(Collected data entries)

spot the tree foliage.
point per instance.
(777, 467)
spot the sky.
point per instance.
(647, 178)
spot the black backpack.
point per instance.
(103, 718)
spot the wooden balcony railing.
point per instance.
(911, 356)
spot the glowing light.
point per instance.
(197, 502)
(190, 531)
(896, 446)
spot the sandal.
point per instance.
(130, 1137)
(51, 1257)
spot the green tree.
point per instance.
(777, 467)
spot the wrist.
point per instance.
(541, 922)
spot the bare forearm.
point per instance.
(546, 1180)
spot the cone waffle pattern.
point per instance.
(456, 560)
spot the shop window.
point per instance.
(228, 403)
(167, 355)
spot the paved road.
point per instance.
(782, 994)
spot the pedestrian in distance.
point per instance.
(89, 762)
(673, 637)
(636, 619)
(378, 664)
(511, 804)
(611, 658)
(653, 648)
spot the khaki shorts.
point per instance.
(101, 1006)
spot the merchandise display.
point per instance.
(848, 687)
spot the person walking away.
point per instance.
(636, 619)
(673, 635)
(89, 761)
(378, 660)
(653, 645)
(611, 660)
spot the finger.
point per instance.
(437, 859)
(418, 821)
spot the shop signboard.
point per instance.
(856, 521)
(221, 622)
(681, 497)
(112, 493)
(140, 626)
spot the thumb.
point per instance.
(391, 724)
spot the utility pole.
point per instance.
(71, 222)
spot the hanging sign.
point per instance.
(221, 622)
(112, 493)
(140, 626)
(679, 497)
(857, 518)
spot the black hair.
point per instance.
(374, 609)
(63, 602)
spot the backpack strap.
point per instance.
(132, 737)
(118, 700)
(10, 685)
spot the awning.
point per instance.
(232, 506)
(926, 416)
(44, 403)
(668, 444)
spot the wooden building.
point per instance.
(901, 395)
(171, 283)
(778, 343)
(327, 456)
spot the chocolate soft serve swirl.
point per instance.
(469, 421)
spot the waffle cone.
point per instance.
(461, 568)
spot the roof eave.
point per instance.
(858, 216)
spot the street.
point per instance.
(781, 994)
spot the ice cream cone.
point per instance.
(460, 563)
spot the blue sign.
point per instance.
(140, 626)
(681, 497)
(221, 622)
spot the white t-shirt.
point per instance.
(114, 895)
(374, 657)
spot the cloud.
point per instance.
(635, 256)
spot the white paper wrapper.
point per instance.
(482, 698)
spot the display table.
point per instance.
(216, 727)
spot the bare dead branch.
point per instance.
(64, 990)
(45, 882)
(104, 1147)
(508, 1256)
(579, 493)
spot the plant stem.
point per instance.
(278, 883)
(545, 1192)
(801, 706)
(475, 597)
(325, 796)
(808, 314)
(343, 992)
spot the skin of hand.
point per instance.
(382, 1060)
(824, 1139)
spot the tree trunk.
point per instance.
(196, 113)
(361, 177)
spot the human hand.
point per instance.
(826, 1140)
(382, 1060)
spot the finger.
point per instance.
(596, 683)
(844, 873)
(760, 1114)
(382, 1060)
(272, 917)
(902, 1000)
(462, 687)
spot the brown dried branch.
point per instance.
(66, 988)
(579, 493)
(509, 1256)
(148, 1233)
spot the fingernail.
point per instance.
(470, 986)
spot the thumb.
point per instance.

Given task: Rewrite all of the data above with every "spot the" replaced by "locate the", keeping everything else the same.

Exercise output:
locate the tree foliage.
point per instance.
(777, 467)
locate the sky.
point per instance.
(647, 178)
locate the black backpack.
point per instance.
(103, 718)
locate the wooden balcony railing.
point per instance.
(911, 356)
locate the glowing light.
point per instance.
(197, 502)
(190, 531)
(896, 446)
locate the sandal.
point per instance.
(130, 1137)
(51, 1257)
locate the green tree.
point per instance.
(777, 467)
locate the wrist.
point per instance.
(541, 922)
locate the bare forearm.
point per instance.
(546, 1180)
locate the cone waffle pattern.
point per instance.
(456, 560)
locate the shop window.
point per instance.
(228, 403)
(167, 355)
locate the paved road.
point per instance.
(782, 994)
locate the pedestrian in distance.
point per instance.
(89, 762)
(673, 637)
(636, 619)
(378, 664)
(511, 804)
(611, 658)
(653, 648)
locate the khaki shorts.
point per instance.
(101, 1006)
locate the merchandise display.
point per instance.
(848, 687)
locate the person walking away.
point per instance.
(636, 619)
(673, 635)
(89, 761)
(378, 660)
(653, 645)
(611, 660)
locate the finger.
point per instance.
(437, 859)
(418, 821)
locate the shop signboard.
point per instance.
(856, 521)
(221, 622)
(681, 497)
(112, 493)
(140, 626)
locate the thumb.
point per instance.
(391, 724)
locate the utility pole.
point per instance.
(71, 222)
locate the hanging sign.
point per instance.
(221, 622)
(112, 493)
(140, 626)
(679, 497)
(857, 518)
locate the black hair.
point per instance.
(374, 609)
(63, 602)
locate the backpack strap.
point per instance.
(132, 737)
(118, 700)
(10, 685)
locate the awning.
point per instance.
(232, 506)
(926, 416)
(44, 403)
(668, 444)
locate the wooden building.
point per instance.
(901, 395)
(171, 283)
(778, 343)
(327, 456)
locate the chocolate soft serve swirl.
point per instance.
(469, 421)
locate the waffle cone.
point per instance.
(461, 568)
locate the roof eave.
point per instance.
(858, 216)
locate the street.
point per instance.
(781, 994)
locate the ice cream cone.
point per instance.
(460, 563)
locate the blue sign.
point per instance.
(140, 626)
(681, 497)
(221, 622)
locate the white t-shirt.
point per instance.
(114, 895)
(374, 657)
locate the cloud.
point per instance.
(635, 256)
locate the white paper wrapper.
point per instance.
(482, 698)
locate the display table.
point per instance.
(216, 727)
locate the bare dead branch.
point per instance.
(64, 990)
(45, 882)
(104, 1147)
(508, 1256)
(579, 493)
locate the plant stem.
point per instance.
(278, 883)
(545, 1192)
(801, 706)
(475, 597)
(325, 796)
(808, 314)
(343, 992)
locate the skin of hand.
point per instance.
(382, 1060)
(824, 1139)
locate the tree trunk.
point per instance.
(196, 113)
(361, 177)
locate the human hand.
point per instance.
(826, 1140)
(382, 1060)
locate the finger.
point per instance.
(596, 683)
(844, 873)
(760, 1114)
(382, 1060)
(272, 917)
(902, 1000)
(462, 687)
locate the brown dried branch.
point per instance.
(66, 988)
(579, 493)
(509, 1256)
(148, 1233)
locate the fingernail.
point per instance.
(470, 986)
locate the thumb.
point per instance.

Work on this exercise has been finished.